- Task directions: Your task is to restate every entry below word for word and omit the images.

-*-*-

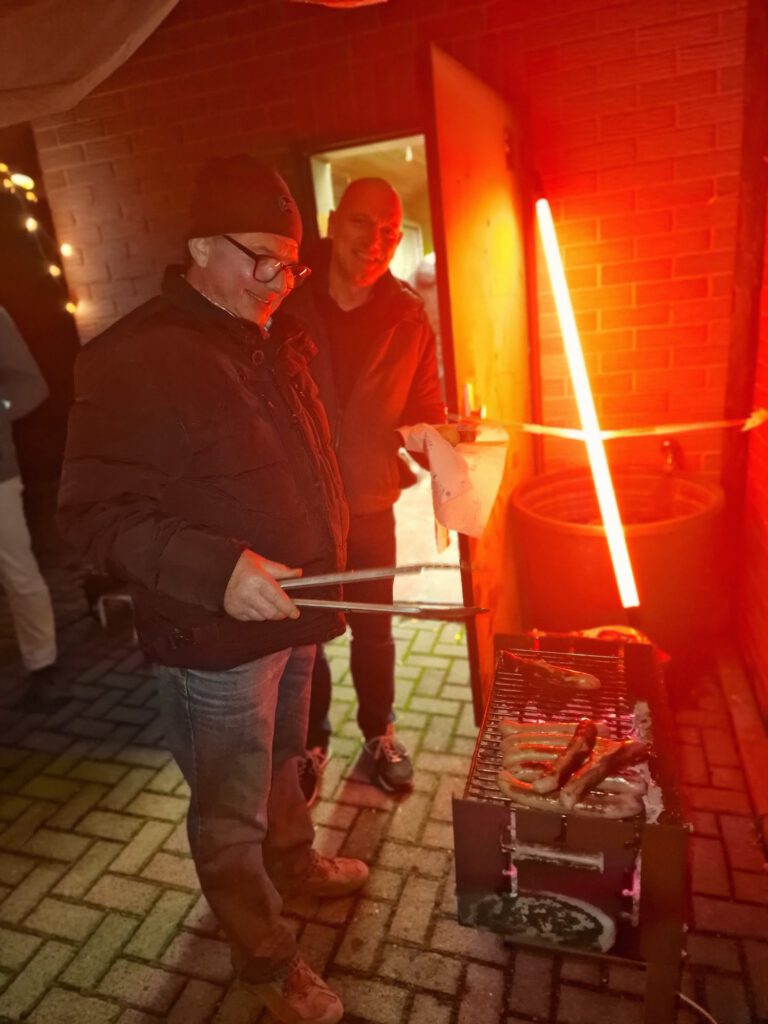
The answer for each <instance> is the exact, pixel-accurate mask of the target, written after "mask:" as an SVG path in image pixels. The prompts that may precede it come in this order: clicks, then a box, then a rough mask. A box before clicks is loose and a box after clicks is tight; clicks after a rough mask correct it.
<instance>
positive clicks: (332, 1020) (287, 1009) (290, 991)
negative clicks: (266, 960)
mask: <svg viewBox="0 0 768 1024" xmlns="http://www.w3.org/2000/svg"><path fill="white" fill-rule="evenodd" d="M241 984H242V985H243V987H244V988H246V989H248V991H249V992H253V994H254V995H255V996H256V997H257V998H259V999H261V1001H262V1002H263V1004H264V1006H265V1007H266V1008H267V1010H268V1011H269V1013H270V1014H271V1015H272V1017H274V1019H275V1020H279V1021H282V1022H283V1024H338V1022H339V1021H340V1020H341V1018H342V1017H343V1016H344V1008H343V1007H342V1005H341V999H340V998H339V996H338V995H337V994H336V992H334V991H333V990H332V989H331V988H329V987H328V985H327V984H326V983H325V981H324V980H323V979H322V978H321V977H318V976H317V975H316V974H315V973H314V971H312V969H311V968H310V967H309V966H308V965H307V964H305V963H304V961H303V959H302V958H301V957H300V956H296V957H295V958H294V959H293V961H292V963H291V965H290V967H289V968H288V970H287V971H286V972H285V974H283V975H281V977H280V978H276V979H275V980H274V981H263V982H261V983H260V984H254V983H253V982H252V981H243V982H241Z"/></svg>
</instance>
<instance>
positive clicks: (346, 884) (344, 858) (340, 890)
mask: <svg viewBox="0 0 768 1024" xmlns="http://www.w3.org/2000/svg"><path fill="white" fill-rule="evenodd" d="M311 856H312V863H311V866H310V867H309V870H308V871H307V873H306V874H305V876H303V878H301V879H298V880H297V881H296V882H295V883H294V884H293V885H292V886H291V895H295V896H316V897H318V898H321V899H333V898H334V897H336V896H351V894H352V893H356V892H357V891H358V890H359V889H361V888H362V887H364V886H365V884H366V883H367V882H368V867H367V866H366V864H365V863H364V862H362V861H361V860H355V859H353V858H352V857H323V856H322V855H321V854H319V853H316V852H315V851H314V850H312V851H311Z"/></svg>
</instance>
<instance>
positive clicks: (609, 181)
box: [598, 160, 675, 190]
mask: <svg viewBox="0 0 768 1024" xmlns="http://www.w3.org/2000/svg"><path fill="white" fill-rule="evenodd" d="M674 173H675V165H674V162H673V161H672V160H655V161H648V162H646V163H637V162H636V163H633V164H631V165H630V166H628V167H613V168H610V169H609V170H606V171H601V172H600V174H599V175H598V180H599V183H600V188H601V189H602V188H604V189H606V190H608V189H613V188H634V187H637V186H638V185H651V184H657V183H659V182H662V181H671V180H672V178H673V177H674Z"/></svg>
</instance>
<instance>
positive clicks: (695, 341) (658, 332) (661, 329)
mask: <svg viewBox="0 0 768 1024" xmlns="http://www.w3.org/2000/svg"><path fill="white" fill-rule="evenodd" d="M707 337H708V328H707V326H706V325H694V326H686V327H671V326H668V327H647V328H645V327H644V328H642V329H640V330H638V332H637V346H638V348H656V347H657V346H659V345H663V346H665V347H669V348H670V349H672V350H674V351H679V349H680V346H681V345H701V344H703V343H705V342H706V341H707ZM690 724H696V723H690ZM708 724H709V720H708Z"/></svg>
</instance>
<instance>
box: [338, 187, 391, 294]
mask: <svg viewBox="0 0 768 1024" xmlns="http://www.w3.org/2000/svg"><path fill="white" fill-rule="evenodd" d="M401 223H402V205H401V203H400V199H399V196H398V195H397V193H396V191H395V190H394V188H392V186H391V185H390V184H389V183H388V182H387V181H384V180H383V179H382V178H360V179H359V180H358V181H353V182H352V183H351V184H350V185H349V187H348V188H347V189H346V191H345V193H344V195H343V196H342V198H341V202H340V203H339V208H338V210H335V211H334V212H333V213H332V214H331V217H330V219H329V228H328V234H329V238H330V239H331V240H332V242H333V250H332V255H331V265H332V271H334V272H335V273H337V274H338V275H339V276H340V278H342V279H343V280H344V281H345V283H346V284H347V285H348V286H351V287H352V288H370V287H371V286H372V285H374V284H376V282H377V281H378V280H379V278H381V276H382V274H383V273H385V272H386V270H387V268H388V267H389V264H390V263H391V262H392V257H393V256H394V253H395V250H396V249H397V246H398V244H399V241H400V239H401V238H402V231H401V230H400V225H401Z"/></svg>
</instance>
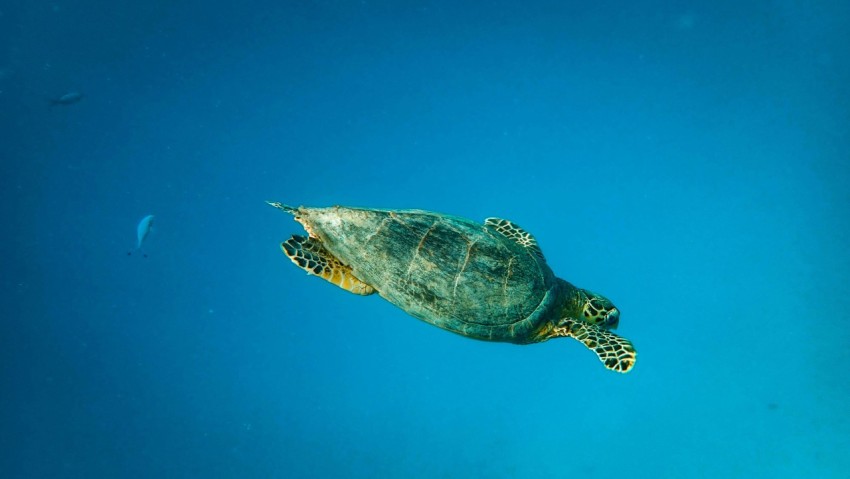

-*-*-

- Output of the task:
The answer for each <instance> is the exact, pixel-accurate mask of the target, written after "mask:" as an SVG path in image pixels. The prompts that may precede it come in this order: clicks, then a box, then a rough mask. A box before clicks is loose and a box after clicks is tight; clicks after a rough mask correct it.
<instance>
positive clicks: (332, 1020) (287, 1009) (290, 991)
negative clicks: (266, 960)
mask: <svg viewBox="0 0 768 1024" xmlns="http://www.w3.org/2000/svg"><path fill="white" fill-rule="evenodd" d="M241 984H242V985H243V987H244V988H246V989H248V991H249V992H253V994H254V995H255V996H256V997H257V998H259V999H261V1001H262V1002H263V1004H264V1006H265V1007H266V1008H267V1010H268V1011H269V1013H270V1014H271V1015H272V1017H274V1019H275V1020H279V1021H282V1022H283V1024H338V1022H339V1021H340V1020H341V1018H342V1017H343V1016H344V1008H343V1007H342V1005H341V999H340V998H339V996H338V995H337V994H336V992H334V991H333V990H332V989H331V988H329V987H328V985H327V984H326V983H325V981H324V980H323V979H322V978H321V977H318V976H317V975H316V974H315V973H314V971H312V969H311V968H310V967H309V966H308V965H307V964H305V963H304V961H303V959H302V958H301V957H300V956H296V957H295V958H294V959H293V961H292V963H291V965H290V967H289V968H288V970H287V971H286V972H285V974H283V975H281V977H280V978H276V979H275V980H274V981H263V982H261V983H260V984H254V983H253V982H252V981H243V982H241Z"/></svg>
</instance>
<instance>
positive clicks: (346, 884) (344, 858) (340, 890)
mask: <svg viewBox="0 0 768 1024" xmlns="http://www.w3.org/2000/svg"><path fill="white" fill-rule="evenodd" d="M311 856H312V863H311V866H310V867H309V870H308V871H307V873H306V874H305V876H303V878H301V879H298V880H297V881H296V882H295V883H294V884H293V885H292V886H291V895H295V896H316V897H318V898H321V899H333V898H334V897H336V896H351V894H352V893H356V892H357V891H358V890H359V889H361V888H362V887H364V886H365V884H366V883H367V882H368V867H367V866H366V864H365V863H364V862H362V861H361V860H355V859H353V858H352V857H323V856H322V855H321V854H319V853H316V852H315V851H314V850H312V851H311Z"/></svg>
</instance>
<instance>
positive clicks: (609, 181)
box: [598, 160, 675, 190]
mask: <svg viewBox="0 0 768 1024" xmlns="http://www.w3.org/2000/svg"><path fill="white" fill-rule="evenodd" d="M674 173H675V165H674V162H673V161H672V160H655V161H648V162H646V163H637V162H636V163H633V164H631V165H630V166H628V167H613V168H610V169H609V170H606V171H601V172H600V174H599V175H598V180H599V183H600V188H601V189H602V188H604V189H606V190H608V189H613V188H634V187H637V186H638V185H651V184H657V183H659V182H662V181H671V180H672V178H673V177H674Z"/></svg>
</instance>
<instance>
positive clicks: (695, 341) (658, 332) (661, 329)
mask: <svg viewBox="0 0 768 1024" xmlns="http://www.w3.org/2000/svg"><path fill="white" fill-rule="evenodd" d="M707 337H708V328H707V326H706V325H694V326H686V327H671V326H668V327H647V328H645V327H644V328H642V329H640V330H638V332H637V346H638V348H656V347H657V346H659V345H663V346H665V347H669V348H670V349H672V350H674V351H679V349H680V346H681V345H701V344H703V343H705V342H706V341H707ZM690 724H696V723H690ZM708 724H709V720H708Z"/></svg>
</instance>
<instance>
box: [338, 187, 391, 294]
mask: <svg viewBox="0 0 768 1024" xmlns="http://www.w3.org/2000/svg"><path fill="white" fill-rule="evenodd" d="M401 223H402V205H401V203H400V199H399V196H398V195H397V193H396V191H395V190H394V188H392V186H391V185H390V184H389V183H388V182H387V181H384V180H383V179H382V178H360V179H359V180H358V181H353V182H352V183H351V184H350V185H349V187H348V188H347V189H346V191H345V193H344V195H343V196H342V198H341V202H340V203H339V208H338V210H335V211H334V212H333V213H332V214H331V217H330V219H329V228H328V234H329V238H330V239H331V240H332V242H333V250H332V255H331V265H332V271H334V272H335V273H337V274H338V275H339V276H340V278H342V279H343V280H344V281H345V283H346V284H347V285H348V286H351V287H352V288H370V287H371V286H372V285H374V284H376V282H377V281H378V280H379V278H381V276H382V274H383V273H385V272H386V270H387V268H388V267H389V264H390V263H391V262H392V257H393V256H394V253H395V250H396V249H397V246H398V244H399V241H400V239H401V238H402V231H401V230H400V225H401Z"/></svg>
</instance>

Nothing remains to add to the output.